## Activity
In your reply, repeat the full listing exactly and leave each picture out.

## Records shown

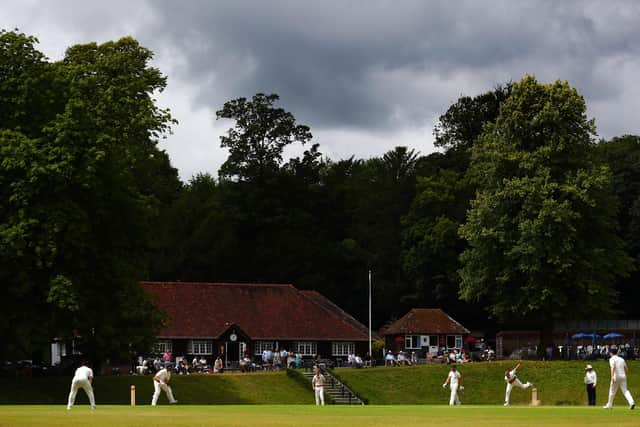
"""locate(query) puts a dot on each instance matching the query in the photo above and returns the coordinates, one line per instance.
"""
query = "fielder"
(512, 381)
(82, 379)
(454, 379)
(317, 383)
(161, 382)
(619, 372)
(591, 381)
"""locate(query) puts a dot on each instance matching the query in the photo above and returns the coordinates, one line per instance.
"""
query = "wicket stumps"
(534, 397)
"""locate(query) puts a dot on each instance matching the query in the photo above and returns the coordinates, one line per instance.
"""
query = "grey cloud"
(320, 57)
(358, 70)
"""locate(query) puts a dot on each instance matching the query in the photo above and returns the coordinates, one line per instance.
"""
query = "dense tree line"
(521, 217)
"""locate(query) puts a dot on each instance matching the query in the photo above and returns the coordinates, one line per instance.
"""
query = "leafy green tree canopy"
(257, 140)
(541, 230)
(79, 170)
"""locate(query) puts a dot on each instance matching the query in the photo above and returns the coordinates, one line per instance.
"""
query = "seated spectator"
(402, 359)
(277, 362)
(351, 359)
(357, 362)
(390, 359)
(245, 363)
(367, 360)
(270, 358)
(218, 367)
(298, 360)
(183, 367)
(204, 365)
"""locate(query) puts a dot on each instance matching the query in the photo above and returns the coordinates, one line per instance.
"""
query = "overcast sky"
(367, 75)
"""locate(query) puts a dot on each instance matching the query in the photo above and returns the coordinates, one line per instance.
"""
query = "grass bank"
(558, 383)
(241, 388)
(306, 415)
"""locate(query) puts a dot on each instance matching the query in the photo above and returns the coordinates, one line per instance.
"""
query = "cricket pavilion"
(233, 319)
(425, 331)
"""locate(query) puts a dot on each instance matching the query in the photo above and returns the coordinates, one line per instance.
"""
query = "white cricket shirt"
(83, 373)
(163, 375)
(618, 364)
(454, 377)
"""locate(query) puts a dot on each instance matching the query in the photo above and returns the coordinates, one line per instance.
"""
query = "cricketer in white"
(453, 379)
(82, 379)
(512, 381)
(161, 382)
(618, 379)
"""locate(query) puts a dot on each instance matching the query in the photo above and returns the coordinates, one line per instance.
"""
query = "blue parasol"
(612, 335)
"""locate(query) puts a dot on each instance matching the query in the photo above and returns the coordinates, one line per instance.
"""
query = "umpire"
(591, 379)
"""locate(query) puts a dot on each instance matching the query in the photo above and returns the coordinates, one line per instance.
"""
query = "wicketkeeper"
(512, 381)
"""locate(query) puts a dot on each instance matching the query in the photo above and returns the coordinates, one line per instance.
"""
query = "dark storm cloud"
(331, 62)
(365, 75)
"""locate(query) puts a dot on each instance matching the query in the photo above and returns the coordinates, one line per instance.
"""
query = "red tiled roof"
(263, 311)
(426, 321)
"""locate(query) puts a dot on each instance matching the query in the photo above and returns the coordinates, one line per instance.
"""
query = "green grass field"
(253, 388)
(308, 416)
(558, 383)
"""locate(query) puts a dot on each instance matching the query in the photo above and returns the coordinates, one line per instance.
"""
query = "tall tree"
(541, 230)
(622, 154)
(257, 140)
(81, 193)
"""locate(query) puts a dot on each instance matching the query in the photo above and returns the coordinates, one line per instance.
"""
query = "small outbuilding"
(425, 331)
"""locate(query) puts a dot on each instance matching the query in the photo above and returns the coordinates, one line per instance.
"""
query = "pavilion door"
(233, 352)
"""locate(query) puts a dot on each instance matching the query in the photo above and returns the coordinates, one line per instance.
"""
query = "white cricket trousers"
(319, 396)
(454, 400)
(510, 387)
(156, 392)
(620, 382)
(86, 386)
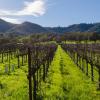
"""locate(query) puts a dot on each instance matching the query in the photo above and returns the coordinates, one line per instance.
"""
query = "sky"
(50, 12)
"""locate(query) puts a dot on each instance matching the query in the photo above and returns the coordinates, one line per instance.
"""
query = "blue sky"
(50, 12)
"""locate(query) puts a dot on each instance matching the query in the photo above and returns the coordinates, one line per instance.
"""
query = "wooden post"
(18, 62)
(99, 79)
(92, 75)
(29, 74)
(35, 85)
(87, 68)
(44, 72)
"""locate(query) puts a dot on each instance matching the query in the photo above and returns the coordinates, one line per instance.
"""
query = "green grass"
(66, 82)
(13, 85)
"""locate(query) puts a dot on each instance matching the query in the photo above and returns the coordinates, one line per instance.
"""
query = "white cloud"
(34, 8)
(12, 20)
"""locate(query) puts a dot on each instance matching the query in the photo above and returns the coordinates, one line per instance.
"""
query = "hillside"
(32, 28)
(27, 28)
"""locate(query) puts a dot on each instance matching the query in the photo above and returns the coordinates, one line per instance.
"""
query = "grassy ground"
(14, 86)
(66, 82)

## Solution
"""locate(query) puts a dot on each instance matching the query in the photo above and returns the coordinates, one line per instance.
"""
query = "fielder"
(512, 381)
(82, 379)
(454, 379)
(317, 383)
(161, 382)
(619, 372)
(591, 381)
"""locate(query) puts a dot on each instance matching the query in the photo above and returns the coordinates, one line per instance.
"""
query = "wicket stumps"
(534, 397)
"""locate(query) puts a dot on each instance matching the query in the photo above and returns the coordinates, one line per instance.
"""
query = "grey cloud"
(320, 57)
(358, 70)
"""locate(query) puts a dot on each instance matching the query in the photo above and returns the coordinates, one line per instance.
"""
query = "dense tree line"
(521, 217)
"""locate(query) puts a dot on each instance matching the query in the photo above and returns the coordinates, one line per instance.
"""
query = "leafy green tree canopy"
(257, 140)
(541, 230)
(79, 170)
"""locate(query) puts a dot on each instance matching the query in the photo above and returns the coordinates, one line per instance.
"""
query = "seated spectator"
(402, 359)
(277, 362)
(351, 359)
(357, 362)
(390, 359)
(245, 363)
(367, 360)
(270, 358)
(218, 367)
(298, 360)
(183, 367)
(204, 365)
"""locate(query) puts a dot on each instance matching the query in the photo above and returns the coordinates, one line per instance.
"""
query = "overcast sky"
(367, 75)
"""locate(query) puts a dot on each instance matching the query in the photo above and returns the coordinates, one line per instance.
"""
query = "grass bank"
(558, 383)
(241, 388)
(306, 415)
"""locate(query) puts a dot on each instance matching the query in the photo above and returns the coordinates, one line per instance.
"""
query = "cricket pavilion"
(233, 319)
(425, 331)
"""locate(query) puts a dot on each instance matching the query in the photo above and returns the coordinates, one line per instance.
"""
query = "white cricket shirt"
(83, 373)
(163, 375)
(618, 364)
(454, 377)
"""locate(query) puts a dot on each instance matching the query in the photo above and returns the coordinates, one line per instance.
"""
query = "cricketer in white"
(453, 379)
(82, 379)
(512, 381)
(161, 382)
(618, 379)
"""locate(query) puts a dot on each instance matching the query in the photo above and returns the coordinates, one line per instance.
"""
query = "blue parasol"
(612, 335)
"""locate(query) puts a dot on each instance matching the query in the photo above and returns the coordinates, one line per instance.
"""
query = "umpire"
(591, 379)
"""locate(query) puts a dot on each instance matching the query in the photo above and returns the coordinates, one line per instance.
"""
query = "wicketkeeper"
(512, 381)
"""locate(query) puts a dot on each instance matching the query in the photo above and returns the coordinates, one line per instance.
"""
query = "dark storm cloud"
(331, 62)
(365, 75)
"""locate(query) puts a dot on each instance matching the query in the photo above and returns the coordinates, one line per instance.
"""
query = "red tiled roof"
(263, 311)
(426, 321)
"""locate(query) puts a dot on each instance matching the query in the photo above and returns the coordinates, one line per instance.
"""
query = "green grass field"
(253, 388)
(308, 416)
(558, 383)
"""locate(query) puts a dot on each instance matching the query in the photo above and returns the coordinates, one line per instance.
"""
query = "tall tree"
(541, 230)
(622, 154)
(257, 140)
(81, 193)
"""locate(query) puts a dot on each instance matching the query in the photo above and returns the coordinates, one line per instance.
"""
query = "small outbuilding"
(425, 331)
"""locate(query) puts a dot on each instance matching the query in the photo above and returns the coordinates, one line per instance.
"""
query = "pavilion door"
(233, 352)
"""locate(query) puts a dot on each instance matching the query in the photo above and returns the coordinates, one line per instance.
"""
query = "white cricket trousers"
(319, 396)
(454, 400)
(510, 387)
(156, 392)
(620, 382)
(86, 386)
"""locate(query) puts a dot on each instance matching the query in the photo above and returns the coordinates, one line per instance.
"""
query = "sky"
(50, 12)
"""locate(query) puts a dot on each instance matching the query in the photo above and returns the coordinates, one line per instance.
"""
query = "blue sky"
(50, 12)
"""locate(query) puts a dot on each instance matching the query in the photo above and returns the coordinates, one line per instance.
"""
query = "wooden post"
(18, 62)
(99, 79)
(92, 75)
(29, 74)
(35, 85)
(87, 68)
(44, 72)
"""locate(query) puts a dot on each instance matching the query in the photo above and returns the coordinates, one line per instance.
"""
query = "green grass"
(66, 82)
(13, 85)
"""locate(query) puts a dot on each instance matching the query in the photo above and returns the coordinates, one line per instance.
"""
query = "white cloud"
(34, 8)
(12, 20)
"""locate(query) puts a dot on each instance matching the query in the photo above and returns the coordinates, one line per instance.
"""
query = "hillside"
(32, 28)
(27, 28)
"""locate(query) puts a dot on each instance matching the query in the photo above and returns the coordinates, one line per instance.
"""
query = "grassy ground"
(14, 86)
(66, 82)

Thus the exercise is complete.